Data under study: Begin

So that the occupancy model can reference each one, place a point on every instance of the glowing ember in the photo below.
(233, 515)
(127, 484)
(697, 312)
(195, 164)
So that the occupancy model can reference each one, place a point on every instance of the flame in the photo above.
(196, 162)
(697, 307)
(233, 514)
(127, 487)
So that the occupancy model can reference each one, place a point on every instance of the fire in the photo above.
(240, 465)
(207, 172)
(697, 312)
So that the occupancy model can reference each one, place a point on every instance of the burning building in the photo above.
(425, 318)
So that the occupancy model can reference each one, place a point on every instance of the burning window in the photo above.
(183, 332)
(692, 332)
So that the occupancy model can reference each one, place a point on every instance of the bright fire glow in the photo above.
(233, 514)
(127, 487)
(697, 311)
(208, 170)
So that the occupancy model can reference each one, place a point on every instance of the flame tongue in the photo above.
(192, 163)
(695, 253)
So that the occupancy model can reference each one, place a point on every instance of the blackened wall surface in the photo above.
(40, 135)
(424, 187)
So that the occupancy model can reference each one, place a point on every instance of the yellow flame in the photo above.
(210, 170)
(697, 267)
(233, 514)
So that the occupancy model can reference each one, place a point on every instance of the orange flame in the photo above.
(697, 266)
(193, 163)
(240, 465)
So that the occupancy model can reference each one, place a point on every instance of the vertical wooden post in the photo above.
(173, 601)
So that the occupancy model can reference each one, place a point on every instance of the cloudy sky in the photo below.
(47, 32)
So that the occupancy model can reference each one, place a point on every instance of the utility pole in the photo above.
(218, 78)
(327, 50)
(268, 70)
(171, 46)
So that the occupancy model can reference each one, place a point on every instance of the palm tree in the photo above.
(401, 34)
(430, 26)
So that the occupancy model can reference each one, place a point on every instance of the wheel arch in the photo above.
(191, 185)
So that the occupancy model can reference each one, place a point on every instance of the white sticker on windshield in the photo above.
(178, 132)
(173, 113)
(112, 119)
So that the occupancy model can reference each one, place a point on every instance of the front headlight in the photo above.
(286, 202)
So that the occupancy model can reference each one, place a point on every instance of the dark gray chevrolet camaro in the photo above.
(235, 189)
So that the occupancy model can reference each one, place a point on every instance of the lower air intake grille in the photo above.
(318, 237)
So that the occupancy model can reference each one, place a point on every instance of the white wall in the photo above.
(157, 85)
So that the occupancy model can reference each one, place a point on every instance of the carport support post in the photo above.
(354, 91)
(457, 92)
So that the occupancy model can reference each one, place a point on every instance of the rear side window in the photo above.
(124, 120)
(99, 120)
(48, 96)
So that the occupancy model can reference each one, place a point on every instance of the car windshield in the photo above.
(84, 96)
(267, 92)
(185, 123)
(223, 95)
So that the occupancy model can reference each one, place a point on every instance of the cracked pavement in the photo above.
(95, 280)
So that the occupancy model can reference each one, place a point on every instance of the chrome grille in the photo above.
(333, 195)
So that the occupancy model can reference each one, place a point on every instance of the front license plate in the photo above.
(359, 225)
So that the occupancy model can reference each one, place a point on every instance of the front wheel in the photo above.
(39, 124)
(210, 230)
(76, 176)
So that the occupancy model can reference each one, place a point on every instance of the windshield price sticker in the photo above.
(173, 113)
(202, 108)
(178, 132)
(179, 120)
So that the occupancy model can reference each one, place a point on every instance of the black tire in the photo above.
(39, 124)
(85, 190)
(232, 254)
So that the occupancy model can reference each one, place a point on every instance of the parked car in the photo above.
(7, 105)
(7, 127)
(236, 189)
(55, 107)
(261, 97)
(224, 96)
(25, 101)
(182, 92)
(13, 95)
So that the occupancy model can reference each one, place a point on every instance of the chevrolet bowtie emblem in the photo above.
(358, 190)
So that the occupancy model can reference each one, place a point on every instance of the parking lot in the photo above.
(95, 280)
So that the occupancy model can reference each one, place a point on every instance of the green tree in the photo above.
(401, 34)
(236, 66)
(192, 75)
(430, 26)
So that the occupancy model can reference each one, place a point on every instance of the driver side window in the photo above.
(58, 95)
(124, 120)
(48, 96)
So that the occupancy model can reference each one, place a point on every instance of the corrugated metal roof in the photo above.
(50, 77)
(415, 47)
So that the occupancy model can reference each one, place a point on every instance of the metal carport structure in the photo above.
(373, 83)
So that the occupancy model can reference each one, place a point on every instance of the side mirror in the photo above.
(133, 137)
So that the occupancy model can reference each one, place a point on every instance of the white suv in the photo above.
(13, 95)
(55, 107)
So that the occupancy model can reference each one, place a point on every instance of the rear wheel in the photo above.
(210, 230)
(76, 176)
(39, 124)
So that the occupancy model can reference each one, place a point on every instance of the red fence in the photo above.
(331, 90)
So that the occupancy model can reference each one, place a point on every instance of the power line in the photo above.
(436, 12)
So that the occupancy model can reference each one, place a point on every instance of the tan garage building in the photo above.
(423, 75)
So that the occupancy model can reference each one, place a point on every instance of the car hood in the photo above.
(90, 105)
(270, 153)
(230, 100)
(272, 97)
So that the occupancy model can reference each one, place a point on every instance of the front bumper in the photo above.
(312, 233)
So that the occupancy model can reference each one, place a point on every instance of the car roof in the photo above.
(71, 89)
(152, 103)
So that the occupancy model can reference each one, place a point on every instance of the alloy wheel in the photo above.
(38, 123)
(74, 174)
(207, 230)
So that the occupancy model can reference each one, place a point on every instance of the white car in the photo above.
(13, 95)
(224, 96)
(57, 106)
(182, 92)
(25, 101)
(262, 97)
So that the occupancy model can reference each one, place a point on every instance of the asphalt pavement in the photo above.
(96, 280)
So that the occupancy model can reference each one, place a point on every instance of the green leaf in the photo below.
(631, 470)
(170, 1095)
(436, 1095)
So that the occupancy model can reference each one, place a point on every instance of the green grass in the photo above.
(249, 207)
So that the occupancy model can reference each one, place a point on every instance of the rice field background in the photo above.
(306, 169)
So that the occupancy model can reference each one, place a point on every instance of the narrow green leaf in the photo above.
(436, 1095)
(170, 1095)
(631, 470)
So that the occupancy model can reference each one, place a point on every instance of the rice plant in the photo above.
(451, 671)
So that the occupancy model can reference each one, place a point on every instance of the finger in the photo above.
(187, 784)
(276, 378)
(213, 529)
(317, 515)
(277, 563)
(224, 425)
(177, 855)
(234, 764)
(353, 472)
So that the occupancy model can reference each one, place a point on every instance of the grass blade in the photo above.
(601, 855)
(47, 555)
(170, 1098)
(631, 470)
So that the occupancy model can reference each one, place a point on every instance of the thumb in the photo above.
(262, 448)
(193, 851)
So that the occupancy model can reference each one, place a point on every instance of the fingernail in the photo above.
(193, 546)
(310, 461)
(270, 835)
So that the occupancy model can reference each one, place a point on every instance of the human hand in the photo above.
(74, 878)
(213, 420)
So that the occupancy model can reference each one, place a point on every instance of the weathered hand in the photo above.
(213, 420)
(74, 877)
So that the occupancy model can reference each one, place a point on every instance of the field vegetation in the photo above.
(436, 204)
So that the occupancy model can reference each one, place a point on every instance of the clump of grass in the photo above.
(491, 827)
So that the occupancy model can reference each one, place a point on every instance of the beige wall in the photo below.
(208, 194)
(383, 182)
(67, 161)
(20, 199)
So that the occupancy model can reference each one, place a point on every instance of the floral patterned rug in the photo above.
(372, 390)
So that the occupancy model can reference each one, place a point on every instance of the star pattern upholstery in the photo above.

Data under study: End

Task item
Would you mind giving all the records again exactly?

Answer space
So that the occupancy model can reference each one, place a point on every instance of the glowing ember in the photo below.
(233, 515)
(127, 484)
(697, 312)
(195, 164)
So that the occupancy model can reference each one, place a point on every instance of the flame in the photo above.
(196, 162)
(697, 307)
(233, 514)
(127, 487)
So that the occupancy model can reference each one, place a point on every instance of the fire in the photo above.
(240, 465)
(207, 172)
(697, 312)
So that the occupancy model can reference each one, place a point on every instance of the burning building in the photo above.
(425, 318)
So that the occupancy model can reference each one, place a point on every instance of the burning window in the photo above.
(183, 332)
(692, 332)
So that the occupancy model can reference each one, place a point on every instance of the bright fire glow in the photo above.
(233, 514)
(127, 487)
(697, 311)
(208, 170)
So that the occupancy model can reference each one, place a point on every instance of the flame tongue in the photo above.
(192, 163)
(695, 253)
So that the occupancy model can reference each one, place a point on every instance of the blackened wall surface in the photo above.
(40, 135)
(424, 187)
So that the occupancy model can reference each one, place a point on every instance of the yellow flame in the photo above.
(210, 170)
(697, 267)
(233, 514)
So that the occupancy model can reference each one, place a point on every instance of the orange flame in the photo above.
(697, 266)
(193, 163)
(240, 465)
So that the occupancy model can reference each one, place a point on every instance of the vertical wooden post in the photo above.
(173, 601)
So that the occupancy model can reference each one, place a point on every instance of the cloudy sky in the photo below.
(47, 32)
So that the occupancy model can reference each one, place a point on every instance of the utility pole in the photo above.
(218, 78)
(327, 50)
(268, 70)
(171, 46)
So that the occupancy model can reference each one, place a point on every instance of the palm tree in the photo above.
(401, 34)
(430, 26)
So that the occupancy model can reference each one, place a point on every instance of the wheel arch in the photo above.
(191, 185)
So that the occupancy model can reference each one, place a point on every instance of the white sticker on windshield in the photo above.
(178, 132)
(173, 113)
(112, 119)
So that the occupancy model can reference each one, place a point on every instance of the front headlight in the photo above.
(286, 202)
So that the occupancy model can reference each one, place a point on every instance of the dark gray chevrolet camaro in the photo above.
(235, 189)
So that the occupancy model can reference each one, place a point on every instance of the lower air intake grille in the photo above.
(318, 237)
So that the occupancy model can reference each one, place a point on every instance of the white wall in the photo above.
(157, 85)
So that the occupancy model can reference each one, place a point on every instance of the carport support post in the photo above.
(354, 91)
(457, 92)
So that the occupancy model can reference each one, place a point on every instance of the rear side window in the photo above.
(124, 120)
(99, 120)
(48, 96)
So that the occupancy model can reference each one, place a point on every instance of the car windshield in the photo above.
(84, 96)
(267, 92)
(185, 123)
(223, 95)
So that the occupancy model can reference each one, place a point on every instance of the cracked pavement in the photo above.
(95, 280)
So that the occupancy model can reference each one, place a point on every instance of the chrome grille in the photo above.
(333, 195)
So that the occupancy model can reference each one, place a point on every instance of the front license plate in the photo above.
(359, 225)
So that the occupancy model can reference each one, place a point on every instance of the front wheel in the photo above.
(39, 124)
(210, 230)
(76, 176)
So that the occupancy model can reference each one, place a point on every instance of the windshield price sticker in the photo above.
(173, 113)
(202, 108)
(178, 132)
(179, 120)
So that the occupancy model can reference each one, place a point on every instance of the black tire in the photo above.
(39, 124)
(85, 190)
(232, 254)
So that the occupancy model can reference each one, place a point on every instance of the parked car in the photo above.
(7, 105)
(7, 127)
(236, 189)
(55, 107)
(261, 97)
(224, 96)
(25, 101)
(182, 92)
(13, 95)
So that the occupancy model can reference each one, place a point on every instance of the chevrolet bowtie emblem in the photo above.
(358, 190)
So that the occupancy model can reference each one, place a point on every instance of the parking lot in the photo above.
(95, 280)
So that the occupancy model can reference each one, place a point on every instance of the green tree in the photo above.
(401, 34)
(236, 66)
(192, 75)
(430, 26)
So that the occupancy model can reference each one, place a point on every instance of the driver side window in the photo above.
(58, 95)
(124, 120)
(48, 96)
So that the occupancy model can reference each one, place a point on every instance of the corrugated metal roof in the photo above.
(50, 77)
(415, 47)
So that the occupancy model can reference each one, place a point on every instance of the metal carport structure in the photo above.
(373, 83)
So that the occupancy model can reference each one, place a point on every instance of the side mirror in the photo above.
(133, 137)
So that the occupancy model can reference each one, place a point on every instance of the white suv in the photo above.
(13, 95)
(55, 107)
So that the occupancy model can reference each one, place a point on every instance of the rear wheel in the photo above.
(210, 230)
(76, 176)
(39, 124)
So that the occupancy model can reference each one, place a point on every instance of the red fence in the photo above.
(331, 90)
So that the occupancy model can reference each one, place a point on every instance of the power line in the photo above.
(436, 12)
So that the occupancy model can reference each one, place a point on every instance of the tan garage building in the photo above.
(423, 75)
So that the occupancy model can reference each one, place a point on every instance of the car hood in the photo above.
(90, 105)
(270, 153)
(230, 100)
(272, 97)
So that the occupancy model can reference each one, place a point on every instance of the front bumper in the photo above.
(312, 233)
So that the occupancy model can reference each one, place a point on every instance of the car roof in the photo above.
(71, 89)
(152, 103)
So that the occupancy model can reference each one, place a point on every instance of the alloy wheel in the photo above.
(38, 123)
(74, 174)
(207, 230)
So that the occupancy model can reference each one, place a point on every instance of the white car in the photo above.
(13, 95)
(224, 96)
(57, 106)
(182, 92)
(25, 101)
(262, 97)
So that the occupancy model can reference each one, place a point on every instance of the asphalt pavement in the photo above.
(96, 280)
So that the occupancy model can reference each one, place a point on every instance of the green leaf in the photo below.
(631, 470)
(170, 1095)
(436, 1095)
So that the occupancy model can reference each one, place a point on every instance of the green grass in the photo above.
(249, 207)
So that the occupancy model can reference each one, place a point on every instance of the rice field background in the photo above.
(306, 169)
So that the occupancy model can reference each one, place a point on every instance of the narrow green leaf in the photo above.
(436, 1095)
(170, 1095)
(631, 470)
So that the occupancy model can reference each one, place a point on every instance of the rice plant in the photo above.
(451, 671)
So that the occupancy model can reference each one, place a point on every instance of the finger in the photo above.
(187, 784)
(276, 378)
(213, 529)
(317, 515)
(277, 563)
(224, 425)
(177, 855)
(234, 764)
(353, 472)
So that the occupancy model can reference each one, place a point on every instance of the grass blade in the photo above.
(601, 855)
(47, 555)
(170, 1098)
(631, 470)
So that the occupancy model can reference each one, place a point on every instance of the thumb in the photo above.
(262, 448)
(193, 851)
So that the occupancy model can reference each one, place a point on every instance of the fingernail in the photo above.
(193, 546)
(310, 461)
(270, 835)
So that the occupancy model can reference each one, place a point on every instance of the human hand in the photo above.
(74, 878)
(213, 420)
So that the occupancy model can reference each one, place a point on every instance of the weathered hand in the photo above.
(213, 420)
(74, 877)
So that the occupancy model can reference each one, place a point on every instance of the field vegetation in the photo above.
(436, 204)
So that the occupancy model can reference each one, place a point on every instance of the clump of grass in the photo above.
(491, 827)
So that the occupancy model can reference each one, place a point on every instance of the beige wall in the photo below.
(208, 194)
(383, 182)
(67, 161)
(20, 199)
So that the occupancy model can reference each one, place a point on every instance of the floral patterned rug in the photo above.
(372, 390)
So that the occupancy model can reference each one, place a point on every instance of the star pattern upholstery in the photo above.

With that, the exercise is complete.